Registros del conjunto de datos:
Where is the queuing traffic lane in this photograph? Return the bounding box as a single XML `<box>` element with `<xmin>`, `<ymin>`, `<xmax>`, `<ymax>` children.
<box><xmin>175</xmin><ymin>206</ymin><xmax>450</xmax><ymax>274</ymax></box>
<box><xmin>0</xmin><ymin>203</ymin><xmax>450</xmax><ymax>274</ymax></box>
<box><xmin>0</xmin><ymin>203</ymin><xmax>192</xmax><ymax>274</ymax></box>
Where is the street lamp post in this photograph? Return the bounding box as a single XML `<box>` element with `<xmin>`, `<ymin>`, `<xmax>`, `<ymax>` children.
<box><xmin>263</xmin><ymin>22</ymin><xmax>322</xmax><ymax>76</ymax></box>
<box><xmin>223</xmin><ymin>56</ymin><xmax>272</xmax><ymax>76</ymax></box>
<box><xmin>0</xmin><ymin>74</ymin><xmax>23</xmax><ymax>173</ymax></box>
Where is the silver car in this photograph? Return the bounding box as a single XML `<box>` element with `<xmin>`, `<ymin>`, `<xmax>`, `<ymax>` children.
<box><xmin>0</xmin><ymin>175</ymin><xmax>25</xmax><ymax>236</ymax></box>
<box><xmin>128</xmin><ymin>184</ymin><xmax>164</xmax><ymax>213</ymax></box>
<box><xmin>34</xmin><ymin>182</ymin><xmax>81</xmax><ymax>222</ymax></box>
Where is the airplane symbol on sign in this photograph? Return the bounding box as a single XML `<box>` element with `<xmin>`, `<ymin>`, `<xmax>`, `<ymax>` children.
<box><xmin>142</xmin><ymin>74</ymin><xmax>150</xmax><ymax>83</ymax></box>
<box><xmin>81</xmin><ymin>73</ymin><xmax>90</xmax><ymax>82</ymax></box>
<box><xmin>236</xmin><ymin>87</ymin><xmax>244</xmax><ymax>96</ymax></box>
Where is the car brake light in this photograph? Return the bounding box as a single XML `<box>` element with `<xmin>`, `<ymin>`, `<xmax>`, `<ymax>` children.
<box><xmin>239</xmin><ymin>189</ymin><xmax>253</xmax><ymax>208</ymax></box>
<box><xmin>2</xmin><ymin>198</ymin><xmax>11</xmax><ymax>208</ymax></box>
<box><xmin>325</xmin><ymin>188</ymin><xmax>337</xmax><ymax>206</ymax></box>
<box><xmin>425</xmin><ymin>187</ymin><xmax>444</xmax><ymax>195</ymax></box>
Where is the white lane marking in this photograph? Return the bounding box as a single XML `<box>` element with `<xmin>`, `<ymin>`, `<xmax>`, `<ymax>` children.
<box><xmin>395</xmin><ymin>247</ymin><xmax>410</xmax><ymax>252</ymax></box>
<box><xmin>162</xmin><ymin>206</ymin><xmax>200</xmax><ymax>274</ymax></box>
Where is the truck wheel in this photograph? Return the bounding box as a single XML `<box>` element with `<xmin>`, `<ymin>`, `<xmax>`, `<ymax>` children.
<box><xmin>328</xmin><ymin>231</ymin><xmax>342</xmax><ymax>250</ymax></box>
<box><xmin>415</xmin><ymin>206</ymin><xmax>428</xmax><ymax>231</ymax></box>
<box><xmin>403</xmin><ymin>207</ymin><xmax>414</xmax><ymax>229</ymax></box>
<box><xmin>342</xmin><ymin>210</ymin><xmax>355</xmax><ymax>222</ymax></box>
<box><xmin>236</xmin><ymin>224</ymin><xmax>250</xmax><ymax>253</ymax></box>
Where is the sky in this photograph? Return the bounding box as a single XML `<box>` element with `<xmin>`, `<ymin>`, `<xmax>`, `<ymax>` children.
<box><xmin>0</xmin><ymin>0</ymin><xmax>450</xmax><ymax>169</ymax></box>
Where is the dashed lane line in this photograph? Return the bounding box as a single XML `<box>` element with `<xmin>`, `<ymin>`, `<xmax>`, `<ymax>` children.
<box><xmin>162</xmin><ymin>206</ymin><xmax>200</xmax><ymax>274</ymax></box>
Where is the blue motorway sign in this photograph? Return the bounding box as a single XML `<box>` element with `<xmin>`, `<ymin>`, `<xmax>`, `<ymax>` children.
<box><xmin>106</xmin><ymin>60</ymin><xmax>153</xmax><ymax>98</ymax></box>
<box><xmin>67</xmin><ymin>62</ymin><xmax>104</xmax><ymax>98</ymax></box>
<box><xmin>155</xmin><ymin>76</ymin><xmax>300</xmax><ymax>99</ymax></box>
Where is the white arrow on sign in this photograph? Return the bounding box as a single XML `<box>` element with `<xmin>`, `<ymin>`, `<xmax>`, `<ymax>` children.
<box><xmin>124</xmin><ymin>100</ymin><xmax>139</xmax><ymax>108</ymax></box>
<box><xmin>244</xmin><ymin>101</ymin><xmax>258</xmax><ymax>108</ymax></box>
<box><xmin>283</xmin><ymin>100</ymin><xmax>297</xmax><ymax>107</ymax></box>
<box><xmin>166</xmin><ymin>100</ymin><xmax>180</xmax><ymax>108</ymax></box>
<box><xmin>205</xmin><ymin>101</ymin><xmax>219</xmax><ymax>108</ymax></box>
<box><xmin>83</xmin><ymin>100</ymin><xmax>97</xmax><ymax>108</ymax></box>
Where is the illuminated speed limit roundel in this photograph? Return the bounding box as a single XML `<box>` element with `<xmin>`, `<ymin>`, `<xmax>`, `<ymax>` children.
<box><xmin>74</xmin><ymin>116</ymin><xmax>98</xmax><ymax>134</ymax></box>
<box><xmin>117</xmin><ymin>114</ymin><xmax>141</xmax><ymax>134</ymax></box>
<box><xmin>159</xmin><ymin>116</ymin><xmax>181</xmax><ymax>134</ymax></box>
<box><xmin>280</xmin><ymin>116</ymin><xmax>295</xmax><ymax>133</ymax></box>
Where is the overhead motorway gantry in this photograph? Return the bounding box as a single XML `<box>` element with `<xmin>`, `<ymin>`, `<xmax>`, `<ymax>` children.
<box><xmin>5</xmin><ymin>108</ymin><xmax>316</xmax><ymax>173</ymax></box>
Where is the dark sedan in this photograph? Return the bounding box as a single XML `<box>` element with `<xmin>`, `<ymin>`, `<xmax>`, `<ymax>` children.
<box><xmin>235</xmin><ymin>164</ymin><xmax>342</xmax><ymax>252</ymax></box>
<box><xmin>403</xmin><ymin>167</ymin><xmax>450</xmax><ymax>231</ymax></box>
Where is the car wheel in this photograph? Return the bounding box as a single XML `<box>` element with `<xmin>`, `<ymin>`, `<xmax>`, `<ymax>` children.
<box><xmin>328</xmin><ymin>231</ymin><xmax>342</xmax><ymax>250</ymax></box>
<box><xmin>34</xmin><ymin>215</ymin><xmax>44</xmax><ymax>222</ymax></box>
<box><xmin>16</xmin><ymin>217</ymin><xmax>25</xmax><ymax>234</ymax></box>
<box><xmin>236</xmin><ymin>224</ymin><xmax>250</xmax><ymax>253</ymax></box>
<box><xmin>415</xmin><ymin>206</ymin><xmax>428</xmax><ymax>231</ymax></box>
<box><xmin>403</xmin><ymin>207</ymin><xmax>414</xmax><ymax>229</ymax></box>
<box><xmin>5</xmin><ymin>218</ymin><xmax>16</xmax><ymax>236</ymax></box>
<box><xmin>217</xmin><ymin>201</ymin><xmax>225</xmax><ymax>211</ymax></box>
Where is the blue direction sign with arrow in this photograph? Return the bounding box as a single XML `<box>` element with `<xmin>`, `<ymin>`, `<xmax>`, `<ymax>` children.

ENUNCIADO: Por favor, calcula cuántas líneas de los registros de arriba contienen la palabra "white", distinguiendo entre mayúsculas y minúsculas. Da solo el número.

EJERCICIO RESUELTO: 2